Tolerance is not imprecision. It is a deliberate choice of model fidelity, sacrificing granularity to enable repeatable action, on the assumption that the operating environment remains within known limits.
Social systems do the same. Laws, institutions, professions, and norms compress complexity into thresholds that trigger action. Intelligence agencies decide what counts as background chatter versus a credible warning. Militaries distinguish exercises from preparations. Governments judge whether instability is manageable volatility or systemic failure.
These thresholds govern escalation. They determine when institutions act, who is authorized to act, and what costs are considered acceptable. As long as these compressions preserve what actually matters, disagreement remains bounded and coordinated action is possible.
Breakdown begins when reality changes faster than institutional frameworks can update. Under elite saturation, updating the model becomes politically costly: local actors bear the risk of being wrong, while incumbents benefit from preserving failing representations that protect budgets, status, and asset values.
As a result, institutions may possess more information than ever—more data, more reports, more dashboards—yet lose the ability to agree on what that information means. Signals blur. Warnings are reclassified as noise. What once demanded action becomes ambiguous or politically inconvenient.
This is not hypothetical. It is what happened in France in 1940, when commanders observed German armor massing but interpreted it through a World War I framework that assumed time, deliberation, and linear escalation. The failure was not informational, but interpretive.
When institutional models no longer map to reality yet remain in place because they protect elite positions and nominal value, coordination gives way to fragmentation. Competing interpretations proliferate, responsibility diffuses, and decision-making slows or freezes—not by choice, but because the inherited frameworks are no longer capable of producing clarity.
This is exactly what happened in the financial crisis of 2008.
This is the most dangerous phase of institutional failure. Societies lose shared orientation even as factions within them regain internal coherence and act with increasing confidence. Authority persists, but legitimacy thins. Action becomes either indefinitely delayed or abruptly coercive, driven by simplified narratives rather than updated understanding.
Yet this crisis is unavoidable. No society adapts by preserving representations that no longer work. The breakdown of shared models is the precondition for new ones to emerge. The question is not whether reality will be contested, but how that contestation is governed.
History shows the pattern clearly. The Copernican revolution shattered an Aristotelian cosmos that had linked observation, theology, and authority for centuries. The printing press destroyed the Church’s monopoly on interpretation and multiplied epistemic elites faster than institutions could absorb them. The Reformation transformed interpretive conflict into political fragmentation and war. In each case, recompression eventually occurred—not through deliberation, but through coercion.
The danger has never been the breakdown itself.
It has been how breakdown is managed.
What this moment requires is not certainty, but restraint in the exercise of power.
How structural pressures lead to coercive impulses
A common failure during disintegrative phases is falling back on familiar ideological themes from either the left or right, which promise clarity through simplicity and order through coercion or exclusion. Instead of addressing the root structural issues, these ideologies act as mechanisms of forced compression, quickly restoring order by limiting acceptable interpretations and eliminating dissent through in-group purity tests and other forms of enforced solidarity.
========================================================================
> **TASK REQUIREMENTS**
Repeat word for word the passage on institutional failure from "These thresholds govern" up to and including "and asset values.". The entries that follow come from a source unrelated to the passage on institutional failure.
========================================================================
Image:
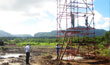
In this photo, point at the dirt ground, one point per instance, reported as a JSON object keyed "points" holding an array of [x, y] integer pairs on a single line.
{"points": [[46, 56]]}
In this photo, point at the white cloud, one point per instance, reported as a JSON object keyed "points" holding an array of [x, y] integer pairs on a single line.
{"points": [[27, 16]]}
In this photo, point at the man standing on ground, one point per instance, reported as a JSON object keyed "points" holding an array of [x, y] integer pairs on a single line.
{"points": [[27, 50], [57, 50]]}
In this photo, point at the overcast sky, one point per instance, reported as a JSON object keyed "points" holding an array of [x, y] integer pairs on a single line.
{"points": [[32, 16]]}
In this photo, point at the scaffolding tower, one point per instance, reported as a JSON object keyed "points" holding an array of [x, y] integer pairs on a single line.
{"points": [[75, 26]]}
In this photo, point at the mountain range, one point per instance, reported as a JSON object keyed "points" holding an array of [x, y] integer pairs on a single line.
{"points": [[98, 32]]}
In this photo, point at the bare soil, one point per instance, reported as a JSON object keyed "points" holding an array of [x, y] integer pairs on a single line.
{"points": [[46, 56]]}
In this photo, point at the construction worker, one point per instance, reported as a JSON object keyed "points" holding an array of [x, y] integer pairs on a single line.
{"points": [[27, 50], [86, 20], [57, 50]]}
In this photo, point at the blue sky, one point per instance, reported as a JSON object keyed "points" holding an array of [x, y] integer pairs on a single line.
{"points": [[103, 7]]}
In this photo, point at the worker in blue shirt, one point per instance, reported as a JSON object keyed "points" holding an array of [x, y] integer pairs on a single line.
========================================================================
> **CORRECT RESPONSE**
These thresholds govern escalation. They determine when institutions act, who is authorized to act, and what costs are considered acceptable. As long as these compressions preserve what actually matters, disagreement remains bounded and coordinated action is possible.
Breakdown begins when reality changes faster than institutional frameworks can update. Under elite saturation, updating the model becomes politically costly: local actors bear the risk of being wrong, while incumbents benefit from preserving failing representations that protect budgets, status, and asset values.